_Problem statement:_ How many lines in the records below contain the string "pickup"? Matching is case-sensitive, and the reply is the number alone.

_Records shown:_
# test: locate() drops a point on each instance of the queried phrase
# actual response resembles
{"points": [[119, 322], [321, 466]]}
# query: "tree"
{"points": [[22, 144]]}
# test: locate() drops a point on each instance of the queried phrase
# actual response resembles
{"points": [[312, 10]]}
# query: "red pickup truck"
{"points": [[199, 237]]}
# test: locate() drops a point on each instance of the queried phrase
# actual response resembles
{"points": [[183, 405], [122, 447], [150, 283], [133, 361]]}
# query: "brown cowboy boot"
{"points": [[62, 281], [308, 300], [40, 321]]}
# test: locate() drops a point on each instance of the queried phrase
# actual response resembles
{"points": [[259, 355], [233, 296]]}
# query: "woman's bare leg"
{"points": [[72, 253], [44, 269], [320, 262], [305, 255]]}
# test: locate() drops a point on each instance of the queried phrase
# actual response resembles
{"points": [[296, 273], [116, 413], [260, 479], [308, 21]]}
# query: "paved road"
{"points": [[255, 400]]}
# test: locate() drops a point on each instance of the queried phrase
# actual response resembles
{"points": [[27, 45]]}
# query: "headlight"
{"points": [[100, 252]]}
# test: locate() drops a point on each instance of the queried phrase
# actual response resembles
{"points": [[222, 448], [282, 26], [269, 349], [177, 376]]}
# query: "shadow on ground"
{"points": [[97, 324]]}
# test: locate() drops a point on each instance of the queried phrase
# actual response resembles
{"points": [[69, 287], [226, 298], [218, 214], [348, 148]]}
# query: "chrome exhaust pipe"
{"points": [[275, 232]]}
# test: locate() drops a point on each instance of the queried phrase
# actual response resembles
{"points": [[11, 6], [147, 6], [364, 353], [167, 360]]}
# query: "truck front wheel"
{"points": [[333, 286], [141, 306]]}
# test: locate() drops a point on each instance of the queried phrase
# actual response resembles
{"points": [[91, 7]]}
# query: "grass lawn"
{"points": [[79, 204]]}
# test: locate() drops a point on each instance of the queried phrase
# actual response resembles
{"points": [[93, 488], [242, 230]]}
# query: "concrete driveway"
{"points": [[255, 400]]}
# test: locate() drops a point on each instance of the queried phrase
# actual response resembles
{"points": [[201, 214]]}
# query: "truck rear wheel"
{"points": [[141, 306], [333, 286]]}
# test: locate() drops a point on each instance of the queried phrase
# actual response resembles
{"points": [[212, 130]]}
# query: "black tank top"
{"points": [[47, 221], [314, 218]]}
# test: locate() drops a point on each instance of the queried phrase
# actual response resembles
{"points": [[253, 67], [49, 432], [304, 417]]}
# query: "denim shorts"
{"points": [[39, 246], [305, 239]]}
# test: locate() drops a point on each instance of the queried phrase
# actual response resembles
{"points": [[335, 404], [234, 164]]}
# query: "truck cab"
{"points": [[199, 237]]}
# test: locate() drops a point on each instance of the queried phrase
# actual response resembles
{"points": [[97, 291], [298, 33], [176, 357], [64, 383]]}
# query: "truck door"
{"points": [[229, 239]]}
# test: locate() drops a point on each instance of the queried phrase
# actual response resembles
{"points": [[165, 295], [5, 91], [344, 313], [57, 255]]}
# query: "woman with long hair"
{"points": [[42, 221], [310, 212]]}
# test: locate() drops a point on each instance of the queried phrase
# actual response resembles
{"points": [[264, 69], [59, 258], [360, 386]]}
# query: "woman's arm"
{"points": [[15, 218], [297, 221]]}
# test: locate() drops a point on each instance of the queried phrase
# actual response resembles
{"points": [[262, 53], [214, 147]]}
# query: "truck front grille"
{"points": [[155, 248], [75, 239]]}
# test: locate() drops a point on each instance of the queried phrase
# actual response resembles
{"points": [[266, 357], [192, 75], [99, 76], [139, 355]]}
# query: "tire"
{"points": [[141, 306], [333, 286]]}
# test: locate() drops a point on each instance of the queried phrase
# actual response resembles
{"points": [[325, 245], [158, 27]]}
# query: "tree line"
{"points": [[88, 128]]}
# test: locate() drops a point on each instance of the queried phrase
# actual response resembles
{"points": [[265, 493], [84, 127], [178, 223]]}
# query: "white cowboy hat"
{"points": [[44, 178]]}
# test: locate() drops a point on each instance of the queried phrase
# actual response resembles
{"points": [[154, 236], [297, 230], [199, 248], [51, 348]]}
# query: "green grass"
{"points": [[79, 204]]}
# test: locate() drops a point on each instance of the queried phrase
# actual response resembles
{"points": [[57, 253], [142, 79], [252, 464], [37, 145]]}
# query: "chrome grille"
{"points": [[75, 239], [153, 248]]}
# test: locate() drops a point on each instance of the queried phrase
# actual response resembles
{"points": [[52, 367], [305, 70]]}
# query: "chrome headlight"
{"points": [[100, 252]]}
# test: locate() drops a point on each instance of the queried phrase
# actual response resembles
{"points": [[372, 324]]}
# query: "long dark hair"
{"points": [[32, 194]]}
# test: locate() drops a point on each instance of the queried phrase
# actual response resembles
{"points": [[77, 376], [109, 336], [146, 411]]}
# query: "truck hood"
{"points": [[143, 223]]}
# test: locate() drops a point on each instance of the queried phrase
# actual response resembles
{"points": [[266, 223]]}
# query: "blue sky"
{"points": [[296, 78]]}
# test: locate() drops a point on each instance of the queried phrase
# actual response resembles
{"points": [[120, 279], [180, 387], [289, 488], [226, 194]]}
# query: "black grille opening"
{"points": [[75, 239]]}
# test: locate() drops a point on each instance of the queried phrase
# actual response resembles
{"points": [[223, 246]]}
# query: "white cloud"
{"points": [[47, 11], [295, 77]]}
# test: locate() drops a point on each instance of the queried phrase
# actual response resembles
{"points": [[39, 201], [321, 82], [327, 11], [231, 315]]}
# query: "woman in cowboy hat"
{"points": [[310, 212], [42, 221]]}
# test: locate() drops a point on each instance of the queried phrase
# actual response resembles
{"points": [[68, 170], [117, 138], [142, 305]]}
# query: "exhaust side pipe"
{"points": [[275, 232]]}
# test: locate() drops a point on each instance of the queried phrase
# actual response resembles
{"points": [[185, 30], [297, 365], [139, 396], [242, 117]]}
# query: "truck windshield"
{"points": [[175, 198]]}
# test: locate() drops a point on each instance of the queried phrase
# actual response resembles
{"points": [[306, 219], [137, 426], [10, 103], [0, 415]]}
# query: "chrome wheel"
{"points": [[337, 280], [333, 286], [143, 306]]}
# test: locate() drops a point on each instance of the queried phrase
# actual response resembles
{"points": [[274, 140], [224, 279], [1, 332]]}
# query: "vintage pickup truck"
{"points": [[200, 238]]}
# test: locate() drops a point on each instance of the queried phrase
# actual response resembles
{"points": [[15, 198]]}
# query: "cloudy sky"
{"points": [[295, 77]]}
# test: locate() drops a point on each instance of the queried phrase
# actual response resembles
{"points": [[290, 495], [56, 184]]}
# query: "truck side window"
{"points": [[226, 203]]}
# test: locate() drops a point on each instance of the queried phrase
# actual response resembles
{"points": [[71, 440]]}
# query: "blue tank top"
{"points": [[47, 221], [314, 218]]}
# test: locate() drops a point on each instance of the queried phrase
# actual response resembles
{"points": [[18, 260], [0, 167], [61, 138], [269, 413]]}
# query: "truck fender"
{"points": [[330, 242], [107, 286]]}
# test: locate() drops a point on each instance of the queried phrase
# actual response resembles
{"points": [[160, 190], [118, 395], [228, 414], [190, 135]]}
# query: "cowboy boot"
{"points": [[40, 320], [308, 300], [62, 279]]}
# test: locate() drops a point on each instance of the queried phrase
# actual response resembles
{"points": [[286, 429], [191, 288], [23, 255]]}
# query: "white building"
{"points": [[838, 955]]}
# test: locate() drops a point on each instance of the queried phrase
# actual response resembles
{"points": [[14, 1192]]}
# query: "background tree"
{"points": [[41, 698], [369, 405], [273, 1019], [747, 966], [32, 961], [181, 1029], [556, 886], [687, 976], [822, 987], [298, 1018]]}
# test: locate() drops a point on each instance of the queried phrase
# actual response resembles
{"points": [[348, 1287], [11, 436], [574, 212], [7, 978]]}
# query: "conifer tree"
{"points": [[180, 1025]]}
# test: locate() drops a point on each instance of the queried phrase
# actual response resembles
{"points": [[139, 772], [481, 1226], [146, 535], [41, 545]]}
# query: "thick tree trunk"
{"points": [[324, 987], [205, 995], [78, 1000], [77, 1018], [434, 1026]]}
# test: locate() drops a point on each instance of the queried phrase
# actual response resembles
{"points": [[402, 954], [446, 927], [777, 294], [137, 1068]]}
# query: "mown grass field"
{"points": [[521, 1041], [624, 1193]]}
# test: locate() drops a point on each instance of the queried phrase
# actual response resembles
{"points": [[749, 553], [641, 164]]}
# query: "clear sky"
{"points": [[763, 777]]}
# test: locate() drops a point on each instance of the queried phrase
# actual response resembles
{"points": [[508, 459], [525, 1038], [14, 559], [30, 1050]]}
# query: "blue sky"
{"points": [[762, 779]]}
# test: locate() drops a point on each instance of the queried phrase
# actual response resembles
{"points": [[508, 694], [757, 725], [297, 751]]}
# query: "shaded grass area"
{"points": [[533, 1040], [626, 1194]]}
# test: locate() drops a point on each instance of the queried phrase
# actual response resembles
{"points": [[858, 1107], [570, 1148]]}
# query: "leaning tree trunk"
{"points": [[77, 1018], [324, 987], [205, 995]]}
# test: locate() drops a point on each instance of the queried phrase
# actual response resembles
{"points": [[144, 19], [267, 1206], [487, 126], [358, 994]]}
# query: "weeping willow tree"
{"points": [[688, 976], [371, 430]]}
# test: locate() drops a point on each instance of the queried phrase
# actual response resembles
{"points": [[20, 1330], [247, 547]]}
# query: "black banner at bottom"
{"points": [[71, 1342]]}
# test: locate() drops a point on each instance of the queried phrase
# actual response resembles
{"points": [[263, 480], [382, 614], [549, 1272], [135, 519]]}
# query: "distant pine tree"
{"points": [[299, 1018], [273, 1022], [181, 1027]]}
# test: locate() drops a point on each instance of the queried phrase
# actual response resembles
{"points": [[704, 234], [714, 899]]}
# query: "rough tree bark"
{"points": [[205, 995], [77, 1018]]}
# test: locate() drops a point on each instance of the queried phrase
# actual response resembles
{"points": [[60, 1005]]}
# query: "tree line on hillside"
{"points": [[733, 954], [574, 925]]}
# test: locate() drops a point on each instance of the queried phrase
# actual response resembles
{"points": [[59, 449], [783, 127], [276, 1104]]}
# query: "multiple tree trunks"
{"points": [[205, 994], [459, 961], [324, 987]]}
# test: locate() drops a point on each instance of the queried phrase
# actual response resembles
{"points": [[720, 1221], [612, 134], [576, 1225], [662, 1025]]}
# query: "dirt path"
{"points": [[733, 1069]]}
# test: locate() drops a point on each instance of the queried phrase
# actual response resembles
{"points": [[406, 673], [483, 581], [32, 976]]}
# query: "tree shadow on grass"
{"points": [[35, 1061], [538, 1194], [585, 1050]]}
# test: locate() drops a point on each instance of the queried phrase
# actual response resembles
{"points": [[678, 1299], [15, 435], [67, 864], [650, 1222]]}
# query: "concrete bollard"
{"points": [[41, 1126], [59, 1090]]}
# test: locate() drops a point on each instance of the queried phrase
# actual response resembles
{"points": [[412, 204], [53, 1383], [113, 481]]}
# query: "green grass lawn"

_Answer for this exercise:_ 2